The lines from the start of the records through the one containing "negative clicks: (367, 680)" are to be transcribed exactly, and nothing else.

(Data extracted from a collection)

◆ ◆ ◆

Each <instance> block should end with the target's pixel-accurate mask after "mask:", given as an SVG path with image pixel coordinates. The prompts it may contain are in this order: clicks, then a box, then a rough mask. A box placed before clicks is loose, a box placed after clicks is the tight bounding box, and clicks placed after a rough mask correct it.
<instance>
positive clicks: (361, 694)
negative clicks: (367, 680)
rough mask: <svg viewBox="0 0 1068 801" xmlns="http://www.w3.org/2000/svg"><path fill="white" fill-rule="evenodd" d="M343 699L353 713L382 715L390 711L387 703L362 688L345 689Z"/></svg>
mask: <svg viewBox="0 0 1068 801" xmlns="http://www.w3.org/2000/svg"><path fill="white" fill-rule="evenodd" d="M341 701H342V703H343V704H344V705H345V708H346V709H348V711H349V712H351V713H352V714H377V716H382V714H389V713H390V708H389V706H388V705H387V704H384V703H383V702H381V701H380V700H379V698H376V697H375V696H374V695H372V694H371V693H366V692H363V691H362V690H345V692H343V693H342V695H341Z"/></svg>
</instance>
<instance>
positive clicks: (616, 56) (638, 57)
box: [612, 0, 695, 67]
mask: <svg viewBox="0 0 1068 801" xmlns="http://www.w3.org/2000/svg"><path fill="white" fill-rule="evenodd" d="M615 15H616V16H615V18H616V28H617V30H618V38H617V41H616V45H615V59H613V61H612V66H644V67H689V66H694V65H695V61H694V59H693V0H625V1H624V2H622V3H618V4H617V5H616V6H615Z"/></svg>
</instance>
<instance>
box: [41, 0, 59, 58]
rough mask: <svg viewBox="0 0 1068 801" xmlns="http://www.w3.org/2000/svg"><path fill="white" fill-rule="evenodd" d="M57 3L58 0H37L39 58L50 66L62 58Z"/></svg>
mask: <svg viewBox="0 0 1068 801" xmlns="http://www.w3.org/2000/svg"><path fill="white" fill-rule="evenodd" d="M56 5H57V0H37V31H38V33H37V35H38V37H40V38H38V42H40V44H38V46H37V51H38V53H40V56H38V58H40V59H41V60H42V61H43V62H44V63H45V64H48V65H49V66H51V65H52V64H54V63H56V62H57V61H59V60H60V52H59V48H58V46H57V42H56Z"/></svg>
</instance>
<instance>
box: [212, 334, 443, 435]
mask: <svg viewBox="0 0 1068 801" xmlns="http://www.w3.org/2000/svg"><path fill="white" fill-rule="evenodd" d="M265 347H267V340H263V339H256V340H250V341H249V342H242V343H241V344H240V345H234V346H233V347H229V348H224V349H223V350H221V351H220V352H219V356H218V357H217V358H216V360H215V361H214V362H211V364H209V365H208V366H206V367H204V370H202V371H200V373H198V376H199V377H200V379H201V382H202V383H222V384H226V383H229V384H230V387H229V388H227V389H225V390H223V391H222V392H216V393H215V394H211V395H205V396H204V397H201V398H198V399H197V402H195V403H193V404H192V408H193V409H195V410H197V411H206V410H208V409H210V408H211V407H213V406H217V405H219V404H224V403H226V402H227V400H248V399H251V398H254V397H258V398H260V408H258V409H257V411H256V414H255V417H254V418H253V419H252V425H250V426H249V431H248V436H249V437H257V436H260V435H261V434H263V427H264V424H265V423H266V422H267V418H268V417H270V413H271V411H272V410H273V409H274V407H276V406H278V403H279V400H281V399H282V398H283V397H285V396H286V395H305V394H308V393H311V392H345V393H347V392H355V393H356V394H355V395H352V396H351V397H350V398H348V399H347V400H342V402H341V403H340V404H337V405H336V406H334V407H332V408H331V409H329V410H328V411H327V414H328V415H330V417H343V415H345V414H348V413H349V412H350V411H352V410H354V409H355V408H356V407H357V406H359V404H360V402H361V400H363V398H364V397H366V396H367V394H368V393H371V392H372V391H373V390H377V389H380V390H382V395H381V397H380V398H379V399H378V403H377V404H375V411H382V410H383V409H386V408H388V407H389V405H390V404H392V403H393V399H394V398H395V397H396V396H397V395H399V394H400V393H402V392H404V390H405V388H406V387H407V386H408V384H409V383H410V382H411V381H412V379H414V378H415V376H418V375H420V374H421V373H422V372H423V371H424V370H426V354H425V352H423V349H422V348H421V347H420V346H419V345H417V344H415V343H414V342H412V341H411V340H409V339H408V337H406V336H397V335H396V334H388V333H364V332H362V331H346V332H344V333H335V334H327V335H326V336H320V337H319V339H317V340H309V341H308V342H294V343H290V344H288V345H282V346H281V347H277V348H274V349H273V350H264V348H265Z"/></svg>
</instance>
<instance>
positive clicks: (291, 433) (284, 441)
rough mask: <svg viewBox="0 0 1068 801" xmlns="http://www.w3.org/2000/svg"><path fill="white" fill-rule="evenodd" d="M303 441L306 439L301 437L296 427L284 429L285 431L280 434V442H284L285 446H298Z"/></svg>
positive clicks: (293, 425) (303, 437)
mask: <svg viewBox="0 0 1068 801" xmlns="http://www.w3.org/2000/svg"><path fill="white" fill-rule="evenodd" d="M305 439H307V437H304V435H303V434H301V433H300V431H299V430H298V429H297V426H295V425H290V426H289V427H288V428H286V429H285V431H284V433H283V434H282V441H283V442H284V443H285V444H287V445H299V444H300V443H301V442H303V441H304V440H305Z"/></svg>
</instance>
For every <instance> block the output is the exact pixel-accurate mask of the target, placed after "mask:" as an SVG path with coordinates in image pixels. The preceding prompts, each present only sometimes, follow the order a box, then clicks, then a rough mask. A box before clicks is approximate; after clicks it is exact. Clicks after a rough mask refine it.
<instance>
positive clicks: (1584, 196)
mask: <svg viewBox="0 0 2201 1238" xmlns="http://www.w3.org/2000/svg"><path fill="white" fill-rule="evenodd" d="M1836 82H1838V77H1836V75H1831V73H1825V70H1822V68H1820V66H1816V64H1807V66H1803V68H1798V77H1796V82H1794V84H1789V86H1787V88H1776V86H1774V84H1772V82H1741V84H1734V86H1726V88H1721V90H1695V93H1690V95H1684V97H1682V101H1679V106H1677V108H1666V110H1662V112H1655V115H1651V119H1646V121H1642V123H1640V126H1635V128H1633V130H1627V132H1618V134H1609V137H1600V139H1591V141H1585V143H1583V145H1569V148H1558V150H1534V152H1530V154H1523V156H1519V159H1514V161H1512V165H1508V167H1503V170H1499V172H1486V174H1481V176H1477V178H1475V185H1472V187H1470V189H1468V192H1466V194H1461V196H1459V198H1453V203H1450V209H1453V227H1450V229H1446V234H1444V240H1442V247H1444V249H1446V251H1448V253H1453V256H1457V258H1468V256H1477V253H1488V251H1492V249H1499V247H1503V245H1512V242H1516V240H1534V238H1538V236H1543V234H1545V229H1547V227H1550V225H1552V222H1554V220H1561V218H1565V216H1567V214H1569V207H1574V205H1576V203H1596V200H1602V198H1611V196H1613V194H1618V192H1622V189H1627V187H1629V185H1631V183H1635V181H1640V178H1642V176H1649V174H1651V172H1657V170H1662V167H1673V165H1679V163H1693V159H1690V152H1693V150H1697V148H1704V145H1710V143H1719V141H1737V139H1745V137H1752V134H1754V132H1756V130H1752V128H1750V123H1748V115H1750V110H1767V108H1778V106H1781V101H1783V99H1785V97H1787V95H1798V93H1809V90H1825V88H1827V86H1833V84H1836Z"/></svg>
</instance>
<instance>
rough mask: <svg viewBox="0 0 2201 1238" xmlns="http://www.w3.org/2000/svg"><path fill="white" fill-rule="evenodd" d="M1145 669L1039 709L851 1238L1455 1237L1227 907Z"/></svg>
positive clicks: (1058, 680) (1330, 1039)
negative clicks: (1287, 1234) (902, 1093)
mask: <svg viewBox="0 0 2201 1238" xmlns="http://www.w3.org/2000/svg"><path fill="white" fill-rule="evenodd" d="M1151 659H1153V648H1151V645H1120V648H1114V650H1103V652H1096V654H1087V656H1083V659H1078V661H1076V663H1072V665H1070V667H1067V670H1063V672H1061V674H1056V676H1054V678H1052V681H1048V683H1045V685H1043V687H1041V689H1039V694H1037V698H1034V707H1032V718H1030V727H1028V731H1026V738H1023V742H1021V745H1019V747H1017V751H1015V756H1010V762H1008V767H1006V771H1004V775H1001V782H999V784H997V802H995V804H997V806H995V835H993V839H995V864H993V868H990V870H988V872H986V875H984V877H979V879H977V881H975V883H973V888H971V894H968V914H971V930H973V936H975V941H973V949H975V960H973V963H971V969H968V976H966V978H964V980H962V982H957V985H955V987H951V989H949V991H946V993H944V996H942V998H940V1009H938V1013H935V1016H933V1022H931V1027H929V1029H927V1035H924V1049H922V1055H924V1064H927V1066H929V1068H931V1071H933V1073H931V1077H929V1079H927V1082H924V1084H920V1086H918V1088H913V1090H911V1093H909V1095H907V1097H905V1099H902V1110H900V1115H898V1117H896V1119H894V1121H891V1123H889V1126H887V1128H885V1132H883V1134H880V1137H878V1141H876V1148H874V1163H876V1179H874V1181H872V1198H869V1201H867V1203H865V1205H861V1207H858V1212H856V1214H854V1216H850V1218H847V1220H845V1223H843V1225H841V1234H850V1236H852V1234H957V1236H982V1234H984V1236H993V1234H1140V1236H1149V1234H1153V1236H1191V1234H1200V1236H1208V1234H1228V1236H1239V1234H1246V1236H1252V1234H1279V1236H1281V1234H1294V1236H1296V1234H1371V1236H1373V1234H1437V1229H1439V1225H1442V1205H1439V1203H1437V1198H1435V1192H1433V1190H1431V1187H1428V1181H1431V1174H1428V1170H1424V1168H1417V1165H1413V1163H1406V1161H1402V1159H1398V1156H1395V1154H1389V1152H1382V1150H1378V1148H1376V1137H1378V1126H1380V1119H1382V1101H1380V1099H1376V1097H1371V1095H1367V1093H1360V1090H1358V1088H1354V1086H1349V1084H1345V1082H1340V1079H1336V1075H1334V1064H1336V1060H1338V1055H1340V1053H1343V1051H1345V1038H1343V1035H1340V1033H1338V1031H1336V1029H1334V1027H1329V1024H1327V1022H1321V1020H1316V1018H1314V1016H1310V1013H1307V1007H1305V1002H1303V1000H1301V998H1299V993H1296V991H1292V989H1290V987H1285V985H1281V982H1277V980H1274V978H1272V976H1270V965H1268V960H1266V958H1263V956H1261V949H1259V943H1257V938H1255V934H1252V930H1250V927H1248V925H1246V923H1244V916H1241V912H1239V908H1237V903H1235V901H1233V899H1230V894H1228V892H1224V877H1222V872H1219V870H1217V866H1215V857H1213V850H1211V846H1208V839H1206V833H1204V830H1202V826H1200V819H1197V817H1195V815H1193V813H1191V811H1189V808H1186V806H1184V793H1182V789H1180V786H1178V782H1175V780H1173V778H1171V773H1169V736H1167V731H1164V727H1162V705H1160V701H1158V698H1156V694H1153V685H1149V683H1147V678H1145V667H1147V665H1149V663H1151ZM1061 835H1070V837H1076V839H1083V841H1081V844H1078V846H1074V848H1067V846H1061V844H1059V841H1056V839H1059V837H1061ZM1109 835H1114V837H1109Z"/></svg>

◆ ◆ ◆

> [Response to this task]:
Each <instance> block should end with the target's pixel-accurate mask after "mask:", given as an SVG path with image pixel coordinates. The prompts it may contain are in this order: clicks, then a box, then a rough mask. A box placed before clicks is loose, a box placed after clicks is the tight bounding box, and clicks placed after a rough mask correct it.
<instance>
positive clicks: (361, 694)
negative clicks: (367, 680)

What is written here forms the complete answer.